START Exercise passage

The Devastation Of Having A Miscarriage While Your Friend Has A Baby

There are some things that are just more fun when you have your best friend around. Dancing? Better with your friend. Binge-watching Gilmore Girls? Also more fun when you have someone next to you to ask why Lorelai and Luke don’t just chill and admit they love each other.

Best friends also make life-changing events easier to handle. So when my best friend and I were pregnant at the same time, I was beyond excited. I envisioned we would share countless laughs trying to figure out how to stuff our growing bellies into clearly wrong-sized maternity clothes options.

We’d get together and eat the weirdest food combos we could think of and there was no doubt we would eventually become tired-as-hell parents together.

It was perfect and it made transitioning to being a parent less scary.

One morning, while I was trying to pull my too-tight jeans up, I started cramping. I called my friend who told me she was feeling the same thing: weird cramps that felt exactly like the few days before your period comes. Totally normal, we concluded. But when I started bleeding and the cramps got so bad that I couldn’t stand, I knew what was happening: I had a miscarriage. And I was devastated.

I didn’t realize a pregnancy that was only a handful of weeks in could cause so much pain and sadness when it was taken away. I was mourning the loss of what could’ve been and grieving took a lot out of me. Everything changed from there. The grief of miscarrige was overwhelming.

END Exercise passage

- Explore the material
• 1. List every proper name (a person or a TV show) that appears in the miscarriage essay.
• 2. Retype the section of the miscarriage essay that runs from the words "We’d get together and" up to and including the words "miscarrige was overwhelming.".

START Data for analysis

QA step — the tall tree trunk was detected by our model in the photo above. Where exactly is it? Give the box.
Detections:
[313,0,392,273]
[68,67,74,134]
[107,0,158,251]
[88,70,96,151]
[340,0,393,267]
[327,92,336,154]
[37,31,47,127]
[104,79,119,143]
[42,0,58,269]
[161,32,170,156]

END Data for analysis

- Results for each task
• 1. Gilmore Girls, Lorelai, Luke

• 2.
We’d get together and eat the weirdest food combos we could think of and there was no doubt we would eventually become tired-as-hell parents together.

It was perfect and it made transitioning to being a parent less scary.

One morning, while I was trying to pull my too-tight jeans up, I started cramping. I called my friend who told me she was feeling the same thing: weird cramps that felt exactly like the few days before your period comes. Totally normal, we concluded. But when I started bleeding and the cramps got so bad that I couldn’t stand, I knew what was happening: I had a miscarriage. And I was devastated.

I didn’t realize a pregnancy that was only a handful of weeks in could cause so much pain and sadness when it was taken away. I was mourning the loss of what could’ve been and grieving took a lot out of me. Everything changed from there. The grief of miscarrige was overwhelming.